** START Given text **

- Occupation: Cinematographera
- Father: Lin Tsan-ting

= Jong Lin =

Taiwanese cinematographer

Lin Liang-chung (林良忠 (Lín Liángzhōng)), also credited as Jong Lin, is a Taiwanese-born cinematographer. He is best known for his contributions to several of director Ang Lee's early films. Lin collaborated with prominent directors in mainland China and internationally, including serving as cinematographer for Gurinder Chadha in the British film Bend It Like Beckham. He is sometimes credited as "Josh Lin".

** END Given text **

Brief:
Answer these questions using the Jong Lin profile above.
1. Who is listed as his father?
2. Which director did he work with as cinematographer on Bend It Like Beckham?
3. Besides Jong Lin, what other name is he sometimes credited under?

** START Material provided **

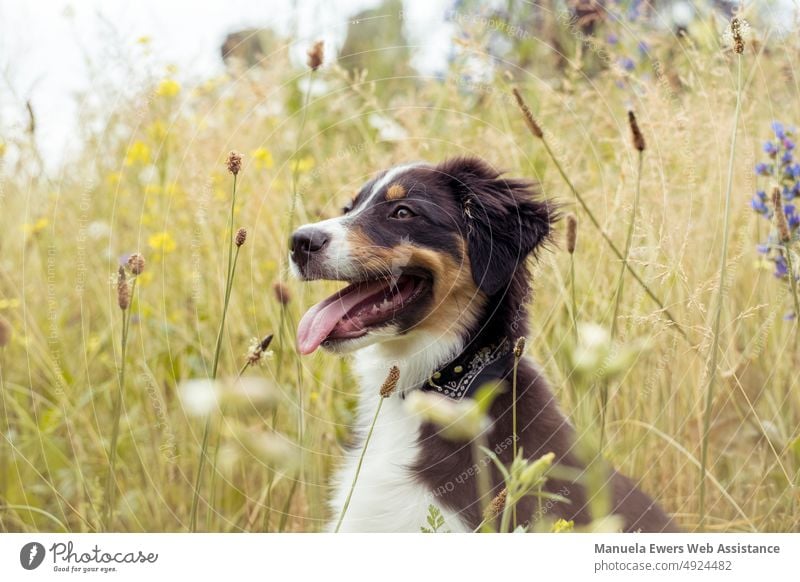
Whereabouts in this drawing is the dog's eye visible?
[389,206,416,220]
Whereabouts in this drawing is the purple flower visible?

** END Material provided **

Result of the task:
1. Lin Tsan-ting
2. Gurinder Chadha
3. Josh Lin